Problem to work on
Return the following lines unchanged.

[Labeling and segmentation records]
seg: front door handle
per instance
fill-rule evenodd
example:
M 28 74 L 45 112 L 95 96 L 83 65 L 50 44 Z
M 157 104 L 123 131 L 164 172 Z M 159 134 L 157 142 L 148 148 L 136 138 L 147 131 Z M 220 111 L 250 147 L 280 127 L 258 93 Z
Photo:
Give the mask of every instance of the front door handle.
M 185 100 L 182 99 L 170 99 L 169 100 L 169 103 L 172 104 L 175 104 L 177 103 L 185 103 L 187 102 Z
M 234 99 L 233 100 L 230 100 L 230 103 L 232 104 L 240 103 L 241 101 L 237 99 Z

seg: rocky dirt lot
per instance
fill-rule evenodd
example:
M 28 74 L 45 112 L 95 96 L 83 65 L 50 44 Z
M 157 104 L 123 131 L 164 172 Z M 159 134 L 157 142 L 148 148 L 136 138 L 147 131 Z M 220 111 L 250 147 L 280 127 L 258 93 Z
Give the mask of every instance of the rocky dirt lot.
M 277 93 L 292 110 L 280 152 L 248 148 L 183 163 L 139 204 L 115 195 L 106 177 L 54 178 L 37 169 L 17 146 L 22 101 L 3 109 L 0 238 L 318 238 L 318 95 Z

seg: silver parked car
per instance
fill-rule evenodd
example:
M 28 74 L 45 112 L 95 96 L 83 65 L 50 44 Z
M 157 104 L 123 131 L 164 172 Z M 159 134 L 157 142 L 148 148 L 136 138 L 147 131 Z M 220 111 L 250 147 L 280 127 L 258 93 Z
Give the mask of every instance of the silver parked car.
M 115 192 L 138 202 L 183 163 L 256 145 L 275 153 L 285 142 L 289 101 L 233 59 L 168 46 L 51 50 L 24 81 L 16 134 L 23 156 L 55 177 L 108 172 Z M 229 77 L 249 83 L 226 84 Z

The reply
seg: front door handle
per instance
fill-rule evenodd
example:
M 28 74 L 45 112 L 95 96 L 83 65 L 50 44 Z
M 157 104 L 123 131 L 164 172 Z M 159 134 L 157 142 L 148 148 L 136 138 L 147 131 Z M 220 111 L 250 147 L 280 127 L 258 93 Z
Photo:
Give the mask of every instance of the front door handle.
M 185 100 L 182 99 L 170 99 L 169 100 L 169 103 L 172 104 L 175 104 L 177 103 L 185 103 L 187 102 Z
M 234 99 L 233 100 L 230 100 L 230 103 L 232 104 L 240 103 L 241 101 L 237 99 Z

seg: rocky dirt lot
per instance
fill-rule evenodd
example:
M 28 74 L 45 112 L 95 96 L 83 65 L 50 44 Z
M 157 104 L 123 131 L 164 172 Z M 159 134 L 157 142 L 148 148 L 136 138 L 147 131 Z M 220 111 L 250 147 L 280 127 L 258 93 Z
Give the mask of every instance of the rocky dirt lot.
M 277 93 L 292 110 L 280 152 L 248 148 L 183 163 L 139 204 L 115 195 L 106 177 L 54 178 L 37 169 L 17 146 L 22 101 L 3 109 L 0 238 L 318 238 L 318 95 Z

seg: silver parked car
per instance
fill-rule evenodd
example:
M 28 74 L 45 112 L 95 96 L 83 65 L 50 44 Z
M 157 104 L 123 131 L 164 172 Z M 159 134 L 157 142 L 148 148 L 136 138 L 147 131 Z M 220 111 L 250 147 L 280 127 L 258 93 Z
Give the mask of every instance of the silver parked car.
M 115 192 L 138 202 L 183 163 L 256 145 L 275 153 L 285 142 L 289 101 L 233 59 L 168 46 L 51 50 L 24 81 L 16 134 L 23 156 L 55 177 L 108 172 Z M 229 77 L 249 83 L 226 84 Z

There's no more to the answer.